This trick is described in more detail at the end of this blog post : http://steckdenis.wordpress.com/2011/08/07/when-easy-is-difficult-and-vice-versa/ .

Queuing an event

Once the Coal::Kernel object is created and its args set, the client application can call clEnqueueTask() or clEnqueueNDRangeKernel(). These functions create a Coal::KernelEvent object responsible for telling the device to execute the kernel.

When the event arrives on the device (see Command Queues, Events and Worker Threads), Coal::CPUDevice initializes the LLVM JIT (Coal::CPUProgram::initJIT()) and then does that in src/core/cpu/worker.cpp :

 KernelEvent *e = (KernelEvent *)event;
 CPUKernelEvent *ke = (CPUKernelEvent *)e->deviceData();

 // Take an instance
 CPUKernelWorkGroup *instance = ke->takeInstance();
 ke = 0;     // Unlocked, don't use anymore

 if (!instance->run())
     errcode = CL_INVALID_PROGRAM_EXECUTABLE;

 delete instance;

The first step is to use Coal::Event::deviceData() to get a Coal::CPUKernelEvent object. See Coal::Event::setDeviceData() and Coal::DeviceInterface::initEventDeviceData().

This Coal::CPUKernelEvent holds information about the event needed by Coal::CPUDevice.

How Clover handles work-groups and work-items

The next line is interesting : Coal::CPUKernelEvent::takeInstance() is called. This function works in pair with Coal::CPUKernelEvent::reserve() called from Coal::CPUDevice::getEvent().

--------------------------------

◆ WHAT TO DO ◆
1 – In the Clover text, list each function whose name is written with the full "Coal::" prefix and its class, such as "Coal::Event::deviceData()". Give them in the order they first appear.
2 – Reproduce the part of the Clover text from "The first step" to "called from Coal::CPUDevice::getEvent()." without any changes.
The records come from a separate source and have no connection to the Clover text.

--------------------------------

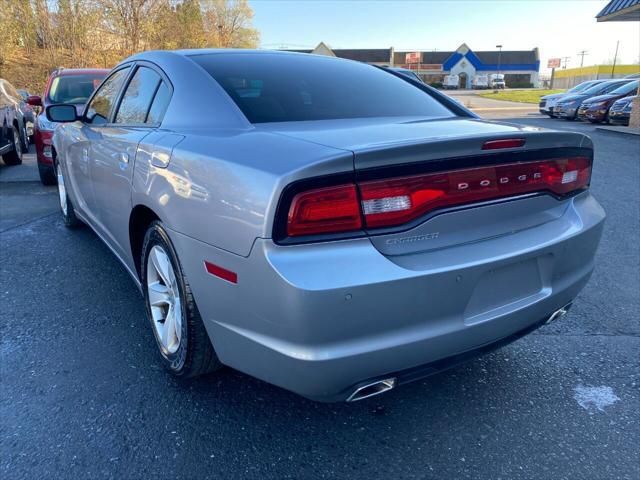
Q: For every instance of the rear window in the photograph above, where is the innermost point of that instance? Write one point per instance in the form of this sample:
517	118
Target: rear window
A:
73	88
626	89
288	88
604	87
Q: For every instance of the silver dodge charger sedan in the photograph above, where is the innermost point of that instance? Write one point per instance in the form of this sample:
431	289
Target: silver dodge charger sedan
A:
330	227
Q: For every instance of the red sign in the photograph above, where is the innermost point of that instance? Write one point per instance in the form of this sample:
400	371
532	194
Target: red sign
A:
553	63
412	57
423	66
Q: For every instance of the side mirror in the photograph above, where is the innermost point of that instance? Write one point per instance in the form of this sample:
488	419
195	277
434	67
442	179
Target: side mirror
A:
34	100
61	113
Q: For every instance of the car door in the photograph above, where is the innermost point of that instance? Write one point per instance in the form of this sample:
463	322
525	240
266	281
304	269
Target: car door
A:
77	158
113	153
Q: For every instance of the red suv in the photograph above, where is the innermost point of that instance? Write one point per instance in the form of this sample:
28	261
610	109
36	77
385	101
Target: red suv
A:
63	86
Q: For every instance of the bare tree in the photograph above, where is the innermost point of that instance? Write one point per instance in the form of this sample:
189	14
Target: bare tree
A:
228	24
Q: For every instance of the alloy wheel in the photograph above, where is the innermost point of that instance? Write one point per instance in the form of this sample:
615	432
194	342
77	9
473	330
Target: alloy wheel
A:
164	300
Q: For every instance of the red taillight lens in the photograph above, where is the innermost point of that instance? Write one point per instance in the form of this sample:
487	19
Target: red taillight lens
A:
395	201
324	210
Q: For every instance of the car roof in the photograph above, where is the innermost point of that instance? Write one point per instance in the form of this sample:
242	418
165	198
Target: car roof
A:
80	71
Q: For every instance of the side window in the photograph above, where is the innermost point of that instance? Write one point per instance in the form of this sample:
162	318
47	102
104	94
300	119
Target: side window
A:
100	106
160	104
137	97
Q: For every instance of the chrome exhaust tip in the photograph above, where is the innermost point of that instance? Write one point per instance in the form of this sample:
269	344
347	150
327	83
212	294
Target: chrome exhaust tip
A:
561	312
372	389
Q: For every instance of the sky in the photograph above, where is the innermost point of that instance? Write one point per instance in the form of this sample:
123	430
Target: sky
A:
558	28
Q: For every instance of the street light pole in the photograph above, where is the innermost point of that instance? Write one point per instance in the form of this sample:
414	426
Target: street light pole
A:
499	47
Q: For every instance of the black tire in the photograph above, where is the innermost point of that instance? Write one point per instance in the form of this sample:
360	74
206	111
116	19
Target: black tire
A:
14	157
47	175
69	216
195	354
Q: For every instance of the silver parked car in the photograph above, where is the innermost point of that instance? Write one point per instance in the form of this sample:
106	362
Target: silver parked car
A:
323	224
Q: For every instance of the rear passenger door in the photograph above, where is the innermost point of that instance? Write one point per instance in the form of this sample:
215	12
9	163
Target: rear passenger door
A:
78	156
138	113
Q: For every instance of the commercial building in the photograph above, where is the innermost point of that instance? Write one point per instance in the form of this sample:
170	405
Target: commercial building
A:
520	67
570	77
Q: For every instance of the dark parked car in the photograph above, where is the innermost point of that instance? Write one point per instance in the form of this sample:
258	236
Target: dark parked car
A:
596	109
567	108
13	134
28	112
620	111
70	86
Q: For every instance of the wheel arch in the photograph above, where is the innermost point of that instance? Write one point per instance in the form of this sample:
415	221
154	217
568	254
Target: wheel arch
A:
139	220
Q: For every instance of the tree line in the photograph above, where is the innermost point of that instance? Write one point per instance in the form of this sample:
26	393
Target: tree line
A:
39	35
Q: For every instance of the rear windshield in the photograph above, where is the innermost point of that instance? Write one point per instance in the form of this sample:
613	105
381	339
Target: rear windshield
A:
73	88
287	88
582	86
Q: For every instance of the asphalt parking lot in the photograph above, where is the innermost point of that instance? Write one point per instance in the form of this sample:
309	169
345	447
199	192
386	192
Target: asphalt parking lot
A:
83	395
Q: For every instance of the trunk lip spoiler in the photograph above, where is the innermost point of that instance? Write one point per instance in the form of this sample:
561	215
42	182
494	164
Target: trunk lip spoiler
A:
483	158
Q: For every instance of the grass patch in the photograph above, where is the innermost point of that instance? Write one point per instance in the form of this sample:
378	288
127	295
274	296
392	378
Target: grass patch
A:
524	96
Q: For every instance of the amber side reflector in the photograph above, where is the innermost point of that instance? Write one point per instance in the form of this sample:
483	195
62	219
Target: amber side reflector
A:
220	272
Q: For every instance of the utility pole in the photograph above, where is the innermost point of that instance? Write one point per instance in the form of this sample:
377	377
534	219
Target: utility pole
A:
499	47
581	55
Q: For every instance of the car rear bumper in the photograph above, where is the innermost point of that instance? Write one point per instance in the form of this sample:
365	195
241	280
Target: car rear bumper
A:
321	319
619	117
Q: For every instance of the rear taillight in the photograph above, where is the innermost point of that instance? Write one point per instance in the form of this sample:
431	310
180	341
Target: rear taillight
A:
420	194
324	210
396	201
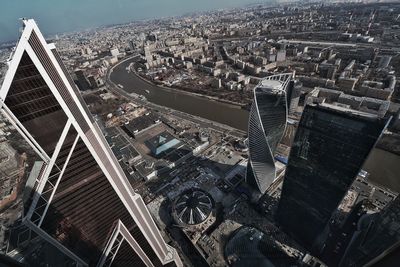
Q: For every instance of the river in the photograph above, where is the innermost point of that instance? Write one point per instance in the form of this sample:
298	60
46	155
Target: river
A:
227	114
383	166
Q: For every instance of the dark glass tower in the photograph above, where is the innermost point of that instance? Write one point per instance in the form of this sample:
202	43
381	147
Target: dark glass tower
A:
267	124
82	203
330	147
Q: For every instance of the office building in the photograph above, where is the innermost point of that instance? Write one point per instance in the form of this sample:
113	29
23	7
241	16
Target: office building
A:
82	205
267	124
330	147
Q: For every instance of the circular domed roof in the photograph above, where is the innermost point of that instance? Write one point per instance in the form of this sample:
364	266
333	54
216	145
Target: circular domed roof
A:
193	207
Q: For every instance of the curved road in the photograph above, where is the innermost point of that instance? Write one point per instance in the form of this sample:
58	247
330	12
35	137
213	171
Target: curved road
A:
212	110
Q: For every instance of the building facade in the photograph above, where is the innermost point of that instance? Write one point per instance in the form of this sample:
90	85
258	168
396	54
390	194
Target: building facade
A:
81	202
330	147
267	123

--------------------------------

◆ RESULTS ◆
1 –
Coal::CPUProgram::initJIT()
Coal::Event::deviceData()
Coal::Event::setDeviceData()
Coal::DeviceInterface::initEventDeviceData()
Coal::CPUKernelEvent::takeInstance()
Coal::CPUKernelEvent::reserve()
Coal::CPUDevice::getEvent()

2 –
The first step is to use Coal::Event::deviceData() to get a Coal::CPUKernelEvent object. See Coal::Event::setDeviceData() and Coal::DeviceInterface::initEventDeviceData().

This Coal::CPUKernelEvent holds information about the event needed by Coal::CPUDevice.

How Clover handles work-groups and work-items

The next line is interesting : Coal::CPUKernelEvent::takeInstance() is called. This function works in pair with Coal::CPUKernelEvent::reserve() called from Coal::CPUDevice::getEvent().